**OBJECTIVES:**
**1.** In the storage failure article's example application, the web front end VMs sit behind a load balancer in an availability set. Per the article, why would both still fail together?
**2.** Update a passage of the storage failure article: begin at the words "While LRS is" and stop after "the applications requirements.", replacing "availability set" with "scale set".

**DOCUMENT TEXT:**
Start
Simulating an Azure storage account failure

redundancy_banner.jpg

Storage Redundancy in the Cloud Redundancy and failover is always an important factor when designing and deploying applications.  As we start to build out applications in the cloud we have seen major disruptions due to a single Azure storage account being used across and entire application.  Logically this makes sense as a single container for all items when considering redundancy this becomes a single point of failure.  Just because it is in the cloud doesn't mean it's redundant.

While Azure storage is generally something you can consider stable, this is IT and anything that can happen, will happen.  We have seen developers and administrators accidentally deleting accounts and Azure has had outages which include storage account failures and in some cases data loss although far less common.  At this point I should mention deployment and use of RBAC might have prevented some of these accidental deletions, but not in every case.

An Example Application

In this example let's consider you are building an application with two web front end servers using IaaS VMs you would like to ensure is as redundant as possible.  We could use an Azure load balancers and deploy two VMs into an availability set and as shown below.  While the load balancer handles traffic and the availability set handles fault and upgrade domains for the VMs, these VMs are still all present on a single storage account that is outside of the availability set protection. If you lose the storage account both of the VMs will fail and your application will go offline.

Capture1_thumb.jpg

Adding Redundancy

If we take this design and add a second storage account for one of the IaaS VMs we can eliminate several scenarios where the application might go offline.  There are several options for redundancy in the storage which you can evaluate depending on your needs, budget and performance.  As well there are limits to the number of storage accounts you can provision and management could also become more complex.

Capture2.jpg

This recommendation is focusing on a single storage account going 'offline' for whatever reason. As you scale up to larger applications you may want to have two or more storage accounts supporting multiple VMs. To reduce the number of storage accounts you could consider striping storage accounts across multiple load balanced application tiers. It's worth noting, that this will help protect against accidental deletion, but even having two storage accounts may not protect you against Azure failures. There is no garantee that a second storage account wont be on the same hardware, or otherwise within the same failure envelope as the first. Its better then nothing, but if you need a higher RTO/RPO, you need to look at proper active/active configuration in seperate regions.

While LRS is the recommended strategy for VHDs to increase performance and reduce costs you may want to consider more resilient options and use ZRS or GRS storage replication for at least one of the storage accounts. Note, there are limitations to using ZRS and GRS as a VMs, specifically around performance and corruption when disk striping. You may even consider deploying more VMs in another availability set to another region depending on the applications requirements.
End
Point-based annotation data:
Start
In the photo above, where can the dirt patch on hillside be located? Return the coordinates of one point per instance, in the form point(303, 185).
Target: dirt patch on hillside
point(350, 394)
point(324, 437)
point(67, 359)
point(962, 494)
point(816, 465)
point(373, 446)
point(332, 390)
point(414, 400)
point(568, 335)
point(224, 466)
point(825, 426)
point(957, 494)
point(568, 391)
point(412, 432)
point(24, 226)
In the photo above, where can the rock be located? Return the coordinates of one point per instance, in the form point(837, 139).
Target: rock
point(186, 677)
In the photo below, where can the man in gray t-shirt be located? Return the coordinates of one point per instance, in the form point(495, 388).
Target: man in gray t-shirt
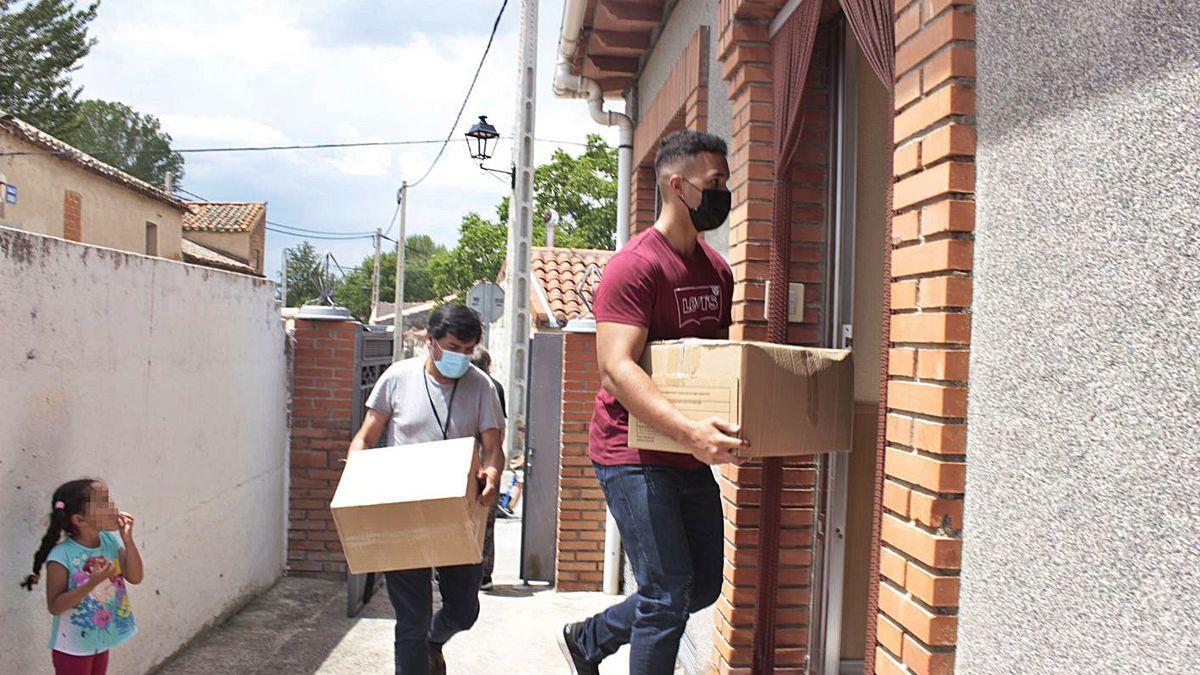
End
**SOLUTIONS TO EACH TASK:**
**1.** Both VMs rely on a single storage account, and that account lies outside the availability set's protection. If the storage account is lost, both VMs fail and the application goes offline.

**2.**
While LRS is the recommended strategy for VHDs to increase performance and reduce costs you may want to consider more resilient options and use ZRS or GRS storage replication for at least one of the storage accounts. Note, there are limitations to using ZRS and GRS as a VMs, specifically around performance and corruption when disk striping. You may even consider deploying more VMs in another scale set to another region depending on the applications requirements.